[start of Given passage]
We just returned from a very long vacay in sunny So. Cal. Hubby and I lived in LA all our lives prior to our 6-years-and-counting stint in the midwest, and we eagerly anticipate our annual trip back to west coast beaches.
Both our parents, sibs, and extended fam all reside in Cali. Because, yeah, they aren’t about to follow to the second coldest state in the country. We relish the reunions with family and friends and fawning over how big everyone’s kids have grown.
Not to mentioned the weather and food. Suffice it to say we spend almost every day at a different beach, and I always gain at least five pounds on the local LA food scene…
After fourteen days of nonstop jumping in ocean waves, visiting friends, hiking mountain terrain, and indulging in a few too many tacos and In’n Out burgers, we literally crashed once we got home.
[end of Given passage]
* [Jobs]
A: Decide whether each statement agrees with the vacation passage. Answer yes or no, and quote the words of the passage that settle it. (i) The couple has spent six years or more in the midwest. (ii) The writer tends to lose weight during the trip. (iii) The couple's parents live in California.
B: Reproduce word for word the stretch of the entries from the line containing "Target: pupil" through the end of the entries. Include both ends.
The entries that follow have no connection to the vacation passage.
[start of Input rows]
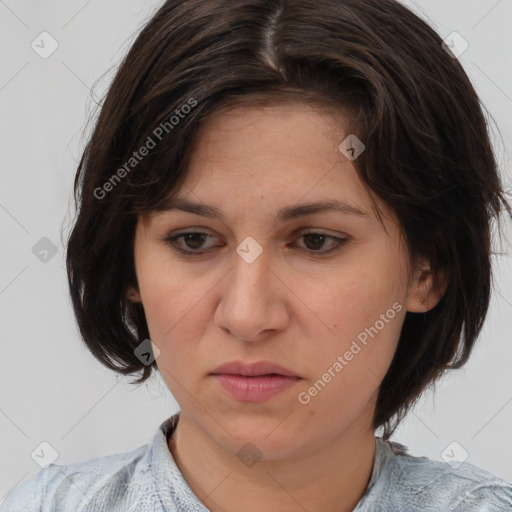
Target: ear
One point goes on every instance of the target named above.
(423, 295)
(133, 294)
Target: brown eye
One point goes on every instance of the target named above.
(314, 242)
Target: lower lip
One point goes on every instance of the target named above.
(254, 389)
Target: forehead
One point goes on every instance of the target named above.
(281, 147)
(279, 160)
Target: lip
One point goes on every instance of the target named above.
(256, 382)
(256, 369)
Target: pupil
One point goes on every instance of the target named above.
(193, 236)
(318, 240)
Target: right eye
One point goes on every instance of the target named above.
(193, 241)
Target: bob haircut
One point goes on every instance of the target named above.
(428, 156)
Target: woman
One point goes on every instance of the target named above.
(285, 208)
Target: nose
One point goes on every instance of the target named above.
[end of Input rows]
* [Answers to the tasks]
A:
(i) Yes: "our 6-years-and-counting stint in the midwest"
(ii) No: "I always gain at least five pounds on the local LA food scene"
(iii) Yes: "Both our parents, sibs, and extended fam all reside in Cali."

B:
Target: pupil
One point goes on every instance of the target named above.
(193, 236)
(318, 240)
Target: right eye
One point goes on every instance of the target named above.
(193, 241)
Target: bob haircut
One point goes on every instance of the target named above.
(428, 156)
Target: woman
One point goes on every instance of the target named above.
(285, 208)
Target: nose
One point goes on every instance of the target named above.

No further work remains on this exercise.